◆ **Task to carry out**:
Among the lines below, take the one holding "of the distant", the one holding "the dry straw", and all lines between them. Set them down exactly.

◆ **Records provided**:
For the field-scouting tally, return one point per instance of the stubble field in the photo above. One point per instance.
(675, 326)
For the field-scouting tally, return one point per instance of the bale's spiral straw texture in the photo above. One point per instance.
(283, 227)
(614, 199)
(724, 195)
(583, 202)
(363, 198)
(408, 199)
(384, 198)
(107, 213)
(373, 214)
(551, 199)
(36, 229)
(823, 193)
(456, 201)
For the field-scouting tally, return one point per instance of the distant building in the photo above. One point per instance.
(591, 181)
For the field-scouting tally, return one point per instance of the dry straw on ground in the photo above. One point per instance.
--
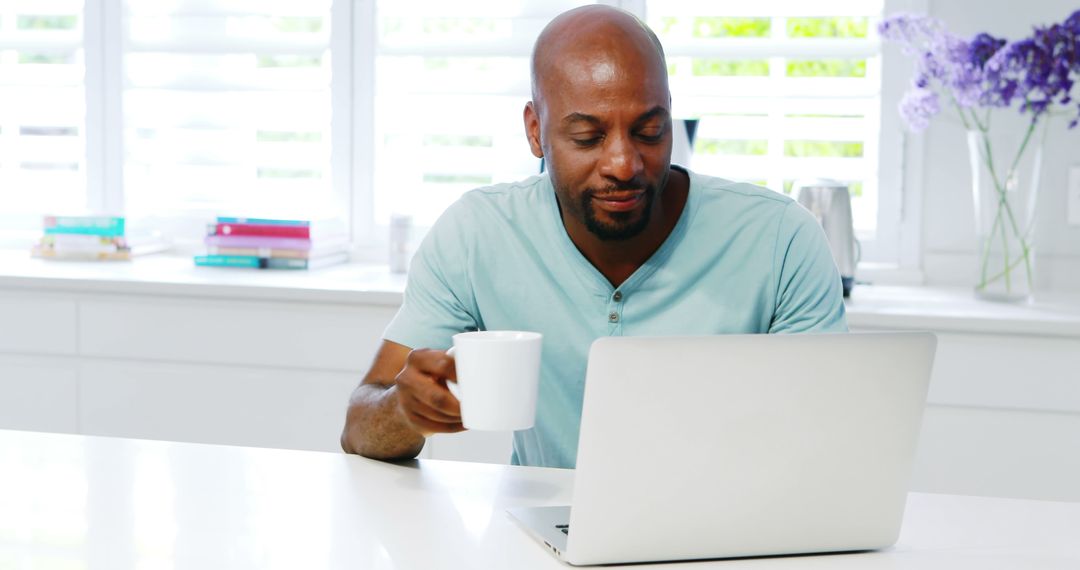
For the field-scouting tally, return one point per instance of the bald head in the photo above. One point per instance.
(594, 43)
--
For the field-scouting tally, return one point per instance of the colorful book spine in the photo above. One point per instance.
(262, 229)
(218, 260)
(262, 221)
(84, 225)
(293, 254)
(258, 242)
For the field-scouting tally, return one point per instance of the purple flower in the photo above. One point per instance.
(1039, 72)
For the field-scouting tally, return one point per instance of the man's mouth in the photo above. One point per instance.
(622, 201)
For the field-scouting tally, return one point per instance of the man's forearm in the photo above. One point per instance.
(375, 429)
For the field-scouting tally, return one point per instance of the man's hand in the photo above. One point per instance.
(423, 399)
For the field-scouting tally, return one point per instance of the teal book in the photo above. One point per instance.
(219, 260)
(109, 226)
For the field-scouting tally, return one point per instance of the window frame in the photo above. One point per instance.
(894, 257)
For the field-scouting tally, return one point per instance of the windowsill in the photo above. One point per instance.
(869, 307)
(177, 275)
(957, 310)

◆ **Result for this task**:
For the field-scouting tally, return one point per instance of the distant building in the photo above. One point per instance.
(591, 181)
For the field-scouting tally, return one point per instance of the dry straw on ground in the photo above. One point per instance.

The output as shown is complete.